=== Input ===

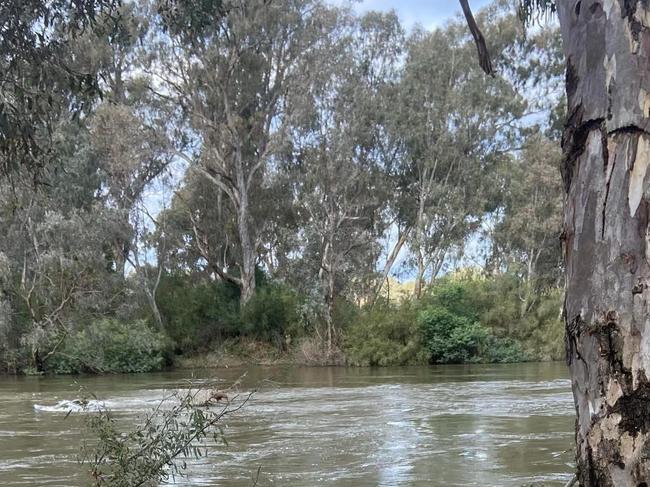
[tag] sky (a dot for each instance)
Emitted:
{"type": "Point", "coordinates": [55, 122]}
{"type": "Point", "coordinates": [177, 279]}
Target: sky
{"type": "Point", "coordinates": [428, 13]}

===
=== Input ===

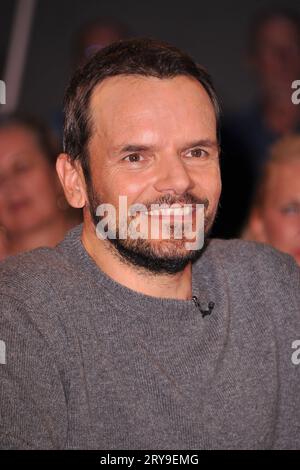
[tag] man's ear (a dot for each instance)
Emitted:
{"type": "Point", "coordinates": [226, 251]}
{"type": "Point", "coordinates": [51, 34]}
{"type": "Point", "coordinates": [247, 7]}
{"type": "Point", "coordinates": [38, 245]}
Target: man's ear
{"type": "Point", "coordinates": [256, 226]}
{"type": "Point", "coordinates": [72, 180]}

===

## Exercise directions
Gather every line of the records above that contains the string "each".

## Reply to the exercise
[tag] sky (a dot for each instance)
[tag] man's ear (a dot for each instance)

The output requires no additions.